→ Set problem: Please copy out every row, swapping "separate parts" for "distinct pieces" and changing nothing else. Leave the pictures out.
-- Start of Given entries --
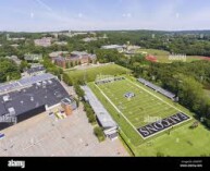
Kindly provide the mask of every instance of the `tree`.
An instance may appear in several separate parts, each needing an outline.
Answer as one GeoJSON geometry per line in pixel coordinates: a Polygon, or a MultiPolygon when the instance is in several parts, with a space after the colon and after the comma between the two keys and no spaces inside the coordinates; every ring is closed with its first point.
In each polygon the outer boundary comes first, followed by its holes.
{"type": "Polygon", "coordinates": [[[18,80],[21,77],[20,68],[13,61],[0,58],[0,83],[18,80]]]}
{"type": "Polygon", "coordinates": [[[98,137],[99,142],[102,142],[106,139],[103,131],[99,126],[94,127],[94,134],[98,137]]]}

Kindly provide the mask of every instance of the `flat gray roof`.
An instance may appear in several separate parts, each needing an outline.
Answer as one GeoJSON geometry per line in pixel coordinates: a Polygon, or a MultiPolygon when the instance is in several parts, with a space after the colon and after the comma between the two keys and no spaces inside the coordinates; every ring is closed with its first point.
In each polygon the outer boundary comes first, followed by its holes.
{"type": "Polygon", "coordinates": [[[82,86],[82,89],[85,90],[85,97],[86,99],[88,99],[102,127],[108,129],[118,126],[118,124],[111,118],[110,113],[104,109],[102,103],[94,95],[91,89],[88,86],[82,86]]]}
{"type": "Polygon", "coordinates": [[[171,98],[171,99],[172,99],[172,98],[175,97],[174,94],[172,94],[172,93],[170,93],[170,91],[168,91],[168,90],[165,90],[165,89],[163,89],[163,88],[161,88],[161,87],[159,87],[159,86],[157,86],[157,85],[155,85],[155,84],[152,84],[152,83],[150,83],[150,82],[148,82],[148,81],[146,81],[146,80],[144,80],[144,78],[141,78],[141,77],[139,77],[137,81],[140,82],[140,83],[143,83],[143,84],[145,84],[146,86],[148,86],[148,87],[157,90],[158,93],[166,96],[168,98],[171,98]]]}
{"type": "Polygon", "coordinates": [[[5,84],[0,84],[0,94],[3,94],[5,91],[12,91],[15,89],[20,89],[25,86],[30,86],[37,82],[42,82],[46,80],[54,78],[55,76],[49,73],[45,73],[41,75],[30,76],[30,77],[24,77],[15,82],[10,82],[5,84]]]}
-- End of Given entries --
→ The result:
Kindly provide the mask of every instance of the `tree`.
An instance may appear in several distinct pieces, each needing an outline.
Answer as one GeoJSON geometry per line in pixel coordinates: a Polygon, or a MultiPolygon when the instance is in several parts, with a space after the colon and after the comma between the two keys and no spaces inside the coordinates; every ring is closed with its first point.
In each polygon the outer boundary comes first, followed by its holes.
{"type": "Polygon", "coordinates": [[[18,80],[21,77],[20,68],[13,61],[0,58],[0,83],[18,80]]]}
{"type": "Polygon", "coordinates": [[[98,137],[99,142],[102,142],[106,139],[103,131],[99,126],[94,127],[94,134],[98,137]]]}

Kindly provide the mask of every instance of the `flat gray roof`.
An instance may appear in several distinct pieces, each needing an outline.
Answer as one GeoJSON geometry per line in pixel coordinates: a Polygon, or a MultiPolygon when the instance is in several parts, with a space after the colon and after the comma between the two keys and no spaces inside the coordinates; every ring is closed with its first point.
In each polygon the outer boundary comes first, followed by its holes.
{"type": "Polygon", "coordinates": [[[82,86],[82,89],[85,90],[85,97],[86,99],[88,99],[102,127],[108,129],[118,126],[118,124],[111,118],[110,113],[104,109],[102,103],[94,95],[91,89],[88,86],[82,86]]]}
{"type": "Polygon", "coordinates": [[[171,98],[171,99],[172,99],[172,98],[175,97],[174,94],[172,94],[172,93],[170,93],[170,91],[168,91],[168,90],[165,90],[165,89],[163,89],[163,88],[161,88],[161,87],[159,87],[159,86],[157,86],[157,85],[155,85],[155,84],[152,84],[152,83],[150,83],[150,82],[148,82],[148,81],[146,81],[146,80],[144,80],[144,78],[141,78],[141,77],[139,77],[137,81],[140,82],[140,83],[143,83],[143,84],[145,84],[146,86],[148,86],[148,87],[157,90],[158,93],[166,96],[168,98],[171,98]]]}
{"type": "Polygon", "coordinates": [[[5,84],[0,84],[0,94],[3,94],[5,91],[12,91],[15,89],[20,89],[25,86],[30,86],[37,82],[42,82],[46,80],[54,78],[55,76],[49,73],[45,73],[41,75],[30,76],[30,77],[24,77],[15,82],[10,82],[5,84]]]}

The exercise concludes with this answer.